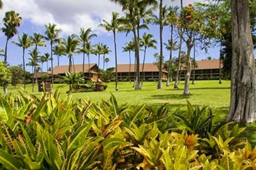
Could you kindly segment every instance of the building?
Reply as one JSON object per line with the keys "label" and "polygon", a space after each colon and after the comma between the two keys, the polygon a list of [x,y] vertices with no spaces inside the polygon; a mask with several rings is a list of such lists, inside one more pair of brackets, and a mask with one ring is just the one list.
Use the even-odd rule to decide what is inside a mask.
{"label": "building", "polygon": [[[71,66],[71,72],[82,72],[83,70],[82,64],[72,65]],[[59,65],[55,66],[53,68],[53,75],[55,77],[55,80],[57,80],[58,79],[60,79],[61,76],[65,76],[66,72],[69,71],[69,65]],[[98,80],[99,76],[101,74],[99,67],[97,64],[92,63],[90,64],[84,64],[84,77],[87,78],[88,80],[91,80],[93,81]],[[51,74],[50,71],[49,73]]]}
{"label": "building", "polygon": [[[221,68],[222,68],[223,67],[222,61],[220,64]],[[192,68],[191,76],[193,75],[193,69],[194,68]],[[195,70],[196,79],[217,79],[220,76],[220,60],[212,59],[197,61]],[[181,80],[184,79],[185,78],[186,71],[185,66],[182,67],[181,71],[180,72]],[[175,71],[175,72],[176,71]]]}
{"label": "building", "polygon": [[[159,69],[157,65],[154,63],[145,63],[144,65],[144,70],[142,73],[142,64],[140,64],[140,72],[141,79],[145,78],[146,81],[157,81],[159,75]],[[117,75],[119,81],[125,81],[129,80],[130,64],[118,64]],[[134,80],[134,64],[131,64],[131,79],[132,81]],[[113,73],[116,72],[115,69],[113,71]],[[163,67],[163,73],[162,78],[163,80],[166,80],[167,77],[167,71],[165,65]]]}

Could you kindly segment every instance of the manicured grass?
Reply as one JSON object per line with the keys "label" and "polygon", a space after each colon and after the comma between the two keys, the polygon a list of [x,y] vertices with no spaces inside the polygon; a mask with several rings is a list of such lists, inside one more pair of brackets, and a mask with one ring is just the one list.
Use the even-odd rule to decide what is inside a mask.
{"label": "manicured grass", "polygon": [[[222,84],[219,84],[218,81],[198,81],[195,85],[190,85],[189,96],[184,96],[184,82],[181,82],[179,89],[174,89],[174,84],[171,83],[169,87],[165,86],[163,83],[163,89],[157,89],[157,82],[144,82],[141,90],[136,91],[133,88],[133,83],[119,82],[119,90],[116,91],[115,83],[111,82],[107,84],[108,88],[103,92],[93,92],[87,93],[74,93],[74,98],[88,99],[94,102],[99,102],[101,100],[109,100],[111,92],[114,94],[119,105],[127,103],[129,105],[137,105],[146,104],[154,108],[159,108],[164,104],[168,104],[170,112],[174,112],[180,107],[182,110],[186,109],[186,101],[189,101],[193,105],[200,106],[209,106],[214,112],[220,112],[222,118],[224,119],[228,112],[230,101],[230,82],[223,81]],[[10,86],[8,92],[16,93],[18,90],[22,90],[23,85],[17,86],[16,88]],[[26,90],[32,91],[32,85],[28,85]],[[61,96],[65,98],[66,93],[68,90],[69,86],[66,84],[55,84],[54,89],[58,89],[61,93]],[[36,91],[37,86],[35,86]],[[1,92],[3,93],[2,89]],[[40,93],[32,93],[36,95],[40,95]],[[256,124],[249,125],[245,133],[245,136],[249,137],[251,143],[256,144]]]}

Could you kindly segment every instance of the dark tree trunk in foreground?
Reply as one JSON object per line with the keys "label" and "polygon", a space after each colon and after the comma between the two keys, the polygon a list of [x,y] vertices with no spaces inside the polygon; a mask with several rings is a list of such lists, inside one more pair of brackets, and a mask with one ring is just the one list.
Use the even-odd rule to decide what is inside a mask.
{"label": "dark tree trunk in foreground", "polygon": [[192,48],[191,46],[187,45],[187,63],[186,63],[186,73],[185,76],[185,87],[184,89],[183,94],[184,95],[189,95],[189,80],[190,78],[191,70],[191,59],[190,59],[190,52],[191,49]]}
{"label": "dark tree trunk in foreground", "polygon": [[[180,9],[182,10],[183,8],[183,1],[180,0]],[[179,72],[180,72],[180,56],[181,55],[181,50],[182,49],[182,36],[183,36],[183,31],[182,28],[180,28],[180,46],[179,47],[179,56],[178,57],[178,64],[177,65],[176,76],[175,77],[175,83],[174,83],[174,88],[178,88],[178,85],[179,84]]]}
{"label": "dark tree trunk in foreground", "polygon": [[194,38],[194,58],[193,58],[193,81],[192,81],[192,84],[195,84],[195,81],[196,81],[196,43],[195,43],[195,38]]}
{"label": "dark tree trunk in foreground", "polygon": [[[174,27],[172,26],[170,28],[170,41],[172,42],[172,45],[173,45],[173,30],[174,30]],[[169,57],[169,68],[168,69],[168,74],[167,74],[167,82],[166,82],[166,86],[169,87],[170,86],[170,82],[173,81],[173,64],[172,63],[172,59],[173,58],[173,46],[170,48],[170,56]]]}
{"label": "dark tree trunk in foreground", "polygon": [[115,45],[115,62],[116,64],[116,90],[118,90],[118,79],[117,77],[117,53],[116,51],[116,33],[115,32],[114,33],[114,43]]}
{"label": "dark tree trunk in foreground", "polygon": [[159,76],[158,76],[158,84],[157,89],[162,88],[162,58],[163,57],[163,0],[160,0],[159,4],[159,19],[160,19],[160,52],[159,56]]}
{"label": "dark tree trunk in foreground", "polygon": [[231,100],[228,121],[256,120],[255,63],[248,1],[232,0]]}
{"label": "dark tree trunk in foreground", "polygon": [[221,51],[222,51],[222,46],[221,44],[221,49],[220,50],[220,63],[219,63],[219,74],[220,76],[219,77],[219,84],[221,84],[222,83],[221,82]]}

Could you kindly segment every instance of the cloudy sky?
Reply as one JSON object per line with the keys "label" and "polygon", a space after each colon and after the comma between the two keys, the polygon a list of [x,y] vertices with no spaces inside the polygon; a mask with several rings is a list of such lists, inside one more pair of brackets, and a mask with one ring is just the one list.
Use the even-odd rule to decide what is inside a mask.
{"label": "cloudy sky", "polygon": [[[188,3],[194,3],[200,0],[184,0],[184,5],[187,5]],[[25,32],[32,35],[33,32],[43,34],[45,32],[44,26],[48,23],[55,23],[62,30],[60,36],[66,37],[68,35],[75,33],[78,34],[80,28],[86,29],[91,28],[94,32],[98,34],[98,37],[95,38],[92,43],[96,44],[102,42],[109,45],[113,51],[113,37],[111,33],[106,32],[102,29],[98,27],[102,19],[110,20],[112,11],[118,12],[120,15],[122,14],[121,8],[110,2],[108,0],[3,0],[4,8],[0,12],[0,17],[3,18],[6,11],[14,10],[18,12],[23,17],[22,26],[19,28],[19,34]],[[178,5],[179,1],[164,0],[165,4],[168,6]],[[2,19],[1,19],[2,20]],[[3,26],[2,25],[2,26]],[[144,32],[153,34],[155,38],[159,41],[159,27],[151,26],[149,31],[141,31],[141,34]],[[124,33],[119,34],[117,36],[117,45],[118,63],[126,63],[129,62],[128,54],[122,52],[122,47],[124,43],[131,40],[132,35],[125,36]],[[166,42],[169,37],[169,30],[165,27],[164,30],[164,41]],[[12,41],[17,40],[17,36],[14,37]],[[0,46],[4,48],[5,37],[4,34],[0,33]],[[49,45],[49,43],[47,43]],[[39,49],[41,54],[50,53],[49,45],[46,47]],[[10,42],[8,51],[8,61],[11,65],[20,64],[22,62],[22,49],[15,46],[11,42]],[[31,49],[29,49],[28,52]],[[153,54],[158,52],[159,50],[150,50],[146,56],[146,62],[152,62],[155,59]],[[177,53],[175,56],[177,56]],[[164,51],[164,55],[167,59],[168,52]],[[142,55],[140,55],[142,57]],[[209,54],[204,52],[197,52],[197,58],[198,60],[205,58],[208,56],[218,58],[219,50],[217,48],[211,48]],[[110,59],[109,65],[114,65],[114,56],[112,53],[108,56]],[[29,55],[26,54],[26,61],[28,60]],[[82,57],[81,55],[74,56],[75,63],[81,63]],[[91,56],[92,62],[97,62],[95,56]],[[54,64],[57,63],[54,60]],[[68,59],[63,57],[61,59],[61,65],[67,64]],[[101,61],[101,66],[102,61]],[[27,68],[31,70],[31,68]]]}

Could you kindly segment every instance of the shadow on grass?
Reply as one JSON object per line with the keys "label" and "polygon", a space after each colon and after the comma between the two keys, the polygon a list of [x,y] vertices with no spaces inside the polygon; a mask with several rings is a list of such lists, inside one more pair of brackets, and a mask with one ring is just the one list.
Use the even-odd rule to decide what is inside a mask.
{"label": "shadow on grass", "polygon": [[[184,95],[183,94],[159,94],[159,95],[152,95],[151,98],[144,98],[143,100],[170,100],[170,99],[188,99],[191,96],[195,94],[190,94],[190,95]],[[199,95],[199,94],[196,94]]]}

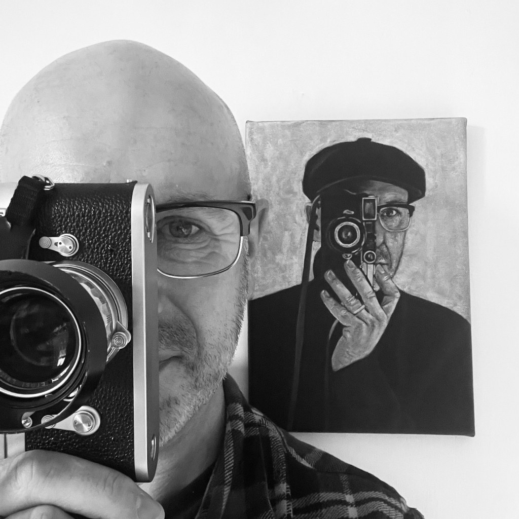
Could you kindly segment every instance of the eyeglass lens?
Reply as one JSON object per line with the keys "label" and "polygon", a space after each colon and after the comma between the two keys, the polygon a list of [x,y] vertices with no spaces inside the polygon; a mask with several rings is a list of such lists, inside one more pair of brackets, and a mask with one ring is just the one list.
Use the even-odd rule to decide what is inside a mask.
{"label": "eyeglass lens", "polygon": [[385,207],[378,213],[380,225],[387,230],[405,230],[411,219],[406,207]]}
{"label": "eyeglass lens", "polygon": [[186,207],[158,213],[158,266],[172,276],[214,274],[240,251],[240,220],[228,209]]}

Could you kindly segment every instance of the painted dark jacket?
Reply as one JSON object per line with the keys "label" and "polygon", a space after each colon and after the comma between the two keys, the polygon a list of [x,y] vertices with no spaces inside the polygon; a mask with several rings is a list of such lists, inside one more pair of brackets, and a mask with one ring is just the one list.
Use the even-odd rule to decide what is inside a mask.
{"label": "painted dark jacket", "polygon": [[[473,435],[470,325],[455,312],[401,291],[372,353],[334,372],[333,317],[309,285],[293,430]],[[301,285],[249,305],[249,398],[286,427]],[[328,377],[327,384],[326,383]]]}

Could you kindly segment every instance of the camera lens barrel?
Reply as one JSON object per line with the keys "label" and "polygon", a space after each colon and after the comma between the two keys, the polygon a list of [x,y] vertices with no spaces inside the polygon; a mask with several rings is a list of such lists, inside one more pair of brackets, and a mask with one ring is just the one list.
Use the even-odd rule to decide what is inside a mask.
{"label": "camera lens barrel", "polygon": [[59,415],[84,400],[107,343],[97,305],[72,277],[41,262],[0,261],[0,431],[22,432],[28,413],[43,427],[49,409]]}
{"label": "camera lens barrel", "polygon": [[326,230],[329,246],[341,254],[354,254],[362,247],[365,239],[362,224],[349,216],[332,220]]}

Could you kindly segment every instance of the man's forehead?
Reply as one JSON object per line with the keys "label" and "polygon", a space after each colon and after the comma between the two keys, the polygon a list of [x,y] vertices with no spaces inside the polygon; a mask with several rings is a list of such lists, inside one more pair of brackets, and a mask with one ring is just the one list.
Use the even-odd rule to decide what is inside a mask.
{"label": "man's forehead", "polygon": [[132,42],[82,49],[44,69],[21,94],[2,130],[4,181],[34,174],[57,182],[136,180],[151,183],[161,201],[180,190],[233,198],[248,190],[228,109],[154,49]]}

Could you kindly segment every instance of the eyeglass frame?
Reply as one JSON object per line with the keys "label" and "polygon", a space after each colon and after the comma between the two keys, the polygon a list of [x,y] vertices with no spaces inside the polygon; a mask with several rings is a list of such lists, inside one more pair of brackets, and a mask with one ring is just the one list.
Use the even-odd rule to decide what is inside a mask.
{"label": "eyeglass frame", "polygon": [[[386,227],[384,226],[382,224],[382,221],[380,218],[380,209],[385,209],[386,207],[405,207],[409,211],[409,223],[407,224],[407,226],[405,229],[399,229],[398,230],[392,230],[391,229],[386,229]],[[416,209],[414,206],[412,206],[408,203],[400,203],[398,202],[395,202],[393,203],[384,203],[381,206],[377,206],[377,218],[379,222],[380,222],[380,225],[382,226],[383,228],[385,230],[387,230],[388,233],[403,233],[404,230],[407,230],[409,228],[409,226],[411,225],[411,217],[413,216],[413,213],[415,212],[415,209]]]}
{"label": "eyeglass frame", "polygon": [[183,208],[189,207],[214,207],[222,209],[227,209],[232,211],[238,216],[240,222],[240,247],[238,254],[234,261],[228,267],[211,272],[207,274],[196,274],[194,276],[175,276],[174,274],[167,274],[163,272],[157,266],[157,270],[162,276],[167,278],[172,278],[174,279],[197,279],[199,278],[208,278],[210,276],[221,274],[229,269],[232,268],[238,262],[241,255],[241,251],[243,247],[243,237],[248,236],[251,233],[251,222],[256,217],[257,208],[255,202],[250,202],[247,200],[241,200],[236,202],[233,200],[203,200],[194,202],[173,202],[171,203],[159,203],[155,208],[155,214],[172,209],[181,209]]}

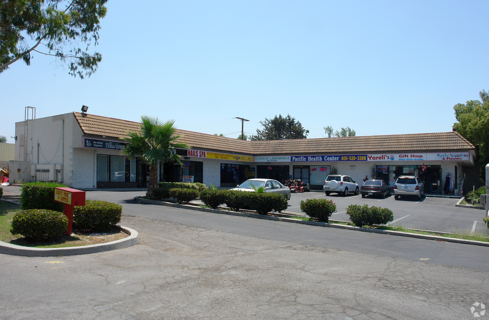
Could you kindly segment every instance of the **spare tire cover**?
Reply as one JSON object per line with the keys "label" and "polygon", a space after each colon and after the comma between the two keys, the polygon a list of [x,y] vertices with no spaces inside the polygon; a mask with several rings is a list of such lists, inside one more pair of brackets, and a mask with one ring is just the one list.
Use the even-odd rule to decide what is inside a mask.
{"label": "spare tire cover", "polygon": [[330,181],[330,189],[335,189],[338,187],[338,181],[332,180]]}

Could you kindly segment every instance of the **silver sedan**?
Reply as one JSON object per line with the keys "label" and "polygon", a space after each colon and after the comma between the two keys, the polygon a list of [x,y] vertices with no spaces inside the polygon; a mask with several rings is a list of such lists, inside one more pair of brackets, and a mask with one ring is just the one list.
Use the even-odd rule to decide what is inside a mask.
{"label": "silver sedan", "polygon": [[269,179],[249,179],[244,181],[241,185],[231,190],[240,190],[241,191],[250,191],[255,192],[253,187],[258,189],[263,187],[265,192],[275,192],[287,197],[287,200],[290,199],[290,189],[287,188],[276,180]]}

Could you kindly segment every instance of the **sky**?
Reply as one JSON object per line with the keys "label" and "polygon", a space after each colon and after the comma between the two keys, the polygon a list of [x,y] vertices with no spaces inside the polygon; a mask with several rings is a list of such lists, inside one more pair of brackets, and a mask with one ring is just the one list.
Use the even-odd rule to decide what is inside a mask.
{"label": "sky", "polygon": [[[81,80],[34,55],[0,74],[0,135],[88,113],[237,138],[290,114],[357,135],[451,131],[453,106],[489,89],[489,2],[109,0],[103,55]],[[93,48],[92,49],[93,50]],[[249,135],[249,133],[248,133]]]}

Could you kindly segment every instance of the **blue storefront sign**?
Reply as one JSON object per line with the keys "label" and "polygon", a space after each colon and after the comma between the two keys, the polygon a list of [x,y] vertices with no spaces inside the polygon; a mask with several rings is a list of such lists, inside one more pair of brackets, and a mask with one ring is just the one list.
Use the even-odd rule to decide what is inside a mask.
{"label": "blue storefront sign", "polygon": [[291,162],[316,162],[328,161],[366,161],[366,154],[333,155],[292,155]]}

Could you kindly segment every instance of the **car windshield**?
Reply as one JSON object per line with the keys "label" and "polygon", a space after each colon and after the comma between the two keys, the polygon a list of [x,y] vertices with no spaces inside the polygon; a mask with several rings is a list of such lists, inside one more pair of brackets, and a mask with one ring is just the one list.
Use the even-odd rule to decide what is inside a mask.
{"label": "car windshield", "polygon": [[263,187],[263,184],[264,181],[256,180],[247,180],[240,185],[238,188],[242,188],[244,189],[252,189],[253,187],[255,188]]}
{"label": "car windshield", "polygon": [[401,185],[415,185],[416,179],[414,178],[399,178],[396,183]]}
{"label": "car windshield", "polygon": [[368,180],[363,184],[364,186],[381,186],[382,181]]}

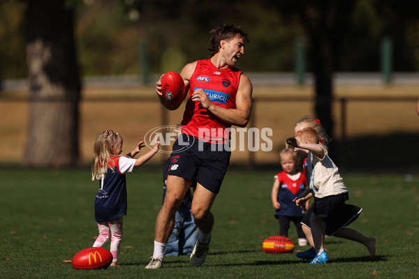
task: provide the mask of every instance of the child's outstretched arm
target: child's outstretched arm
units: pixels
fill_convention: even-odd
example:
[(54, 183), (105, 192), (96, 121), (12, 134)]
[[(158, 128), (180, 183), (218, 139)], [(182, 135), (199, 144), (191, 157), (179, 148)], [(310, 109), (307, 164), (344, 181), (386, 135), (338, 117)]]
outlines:
[(134, 166), (139, 167), (139, 166), (142, 165), (142, 164), (144, 164), (145, 163), (146, 163), (147, 161), (148, 161), (152, 157), (153, 157), (154, 156), (154, 154), (156, 154), (157, 153), (157, 151), (159, 151), (159, 146), (160, 146), (160, 143), (156, 142), (156, 143), (154, 144), (154, 146), (153, 147), (153, 149), (152, 150), (150, 150), (145, 154), (144, 154), (137, 158), (137, 160), (135, 161)]
[(293, 148), (299, 148), (311, 151), (313, 154), (321, 159), (325, 156), (325, 149), (323, 149), (321, 145), (317, 144), (313, 144), (309, 142), (306, 142), (305, 143), (300, 142), (295, 137), (288, 137), (286, 139), (286, 144)]
[(144, 142), (138, 142), (134, 150), (126, 154), (126, 156), (131, 158), (134, 158), (135, 155), (141, 152), (141, 149), (145, 146), (145, 144), (144, 144)]

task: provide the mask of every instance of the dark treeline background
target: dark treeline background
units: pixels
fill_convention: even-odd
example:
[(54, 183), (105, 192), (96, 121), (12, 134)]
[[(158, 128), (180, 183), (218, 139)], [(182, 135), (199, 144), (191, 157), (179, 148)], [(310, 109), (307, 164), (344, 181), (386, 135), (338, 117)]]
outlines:
[[(247, 72), (292, 71), (295, 40), (309, 43), (301, 21), (287, 10), (287, 1), (65, 2), (76, 11), (82, 76), (140, 74), (145, 53), (151, 73), (179, 70), (186, 62), (210, 56), (209, 31), (223, 22), (240, 25), (251, 38), (240, 64)], [(0, 2), (1, 79), (27, 76), (27, 6), (23, 0)], [(335, 70), (379, 71), (380, 43), (385, 37), (392, 40), (394, 71), (419, 70), (417, 6), (403, 0), (356, 1)]]

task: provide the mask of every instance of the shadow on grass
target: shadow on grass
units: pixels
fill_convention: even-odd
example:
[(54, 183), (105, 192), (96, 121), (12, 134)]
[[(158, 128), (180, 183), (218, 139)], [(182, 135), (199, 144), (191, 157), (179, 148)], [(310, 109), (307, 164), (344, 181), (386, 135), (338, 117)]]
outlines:
[(374, 257), (371, 258), (369, 256), (364, 257), (339, 257), (335, 259), (329, 259), (328, 262), (330, 263), (341, 263), (341, 262), (387, 262), (388, 257), (390, 256), (388, 255), (376, 255)]

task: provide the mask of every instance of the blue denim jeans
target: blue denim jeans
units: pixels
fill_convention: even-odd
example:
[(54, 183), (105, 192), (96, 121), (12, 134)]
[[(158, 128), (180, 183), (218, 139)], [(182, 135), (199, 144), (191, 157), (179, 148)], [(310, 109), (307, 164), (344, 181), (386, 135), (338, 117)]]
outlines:
[(191, 208), (182, 203), (176, 211), (175, 227), (164, 250), (165, 256), (191, 255), (198, 234)]

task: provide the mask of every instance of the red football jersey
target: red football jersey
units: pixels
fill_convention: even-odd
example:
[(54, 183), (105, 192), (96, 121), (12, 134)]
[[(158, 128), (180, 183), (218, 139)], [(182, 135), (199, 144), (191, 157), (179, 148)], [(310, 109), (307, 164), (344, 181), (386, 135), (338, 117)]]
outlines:
[(219, 69), (211, 59), (198, 60), (189, 80), (189, 96), (182, 121), (182, 133), (205, 142), (228, 142), (231, 124), (221, 121), (204, 109), (200, 102), (192, 100), (193, 91), (202, 89), (210, 100), (222, 107), (236, 107), (235, 97), (242, 72), (235, 68)]

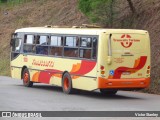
· · ·
### OBJECTIVE
Copy word for word the data from the line containing "task: provide the mask of every instance of the blue" through the end of the data, both ends included, and leave out any pictures.

### CORRECT ANSWER
task: provide the mask of every instance of the blue denim jeans
target: blue denim jeans
units: pixels
fill_convention: even-odd
example:
[(54, 183), (105, 192), (96, 121), (12, 134)]
[[(158, 128), (180, 183), (218, 139)], [(182, 135), (199, 144), (191, 157), (179, 148)], [(310, 109), (307, 164), (344, 181), (386, 135), (338, 117)]]
outlines:
[(191, 208), (182, 203), (176, 211), (175, 227), (164, 250), (165, 256), (191, 255), (198, 234)]

task: provide the mask of every instance of the red football jersey
target: red football jersey
units: pixels
fill_convention: even-odd
example:
[(54, 183), (105, 192), (96, 121), (12, 134)]
[[(158, 128), (180, 183), (218, 139)], [(182, 135), (199, 144), (191, 157), (179, 148)], [(310, 109), (307, 164), (344, 181), (386, 135), (338, 117)]]
outlines:
[(219, 69), (211, 59), (198, 60), (189, 80), (189, 96), (182, 121), (182, 133), (205, 142), (228, 142), (231, 124), (221, 121), (204, 109), (200, 102), (192, 100), (193, 91), (202, 89), (210, 100), (222, 107), (236, 107), (235, 97), (242, 72), (235, 68)]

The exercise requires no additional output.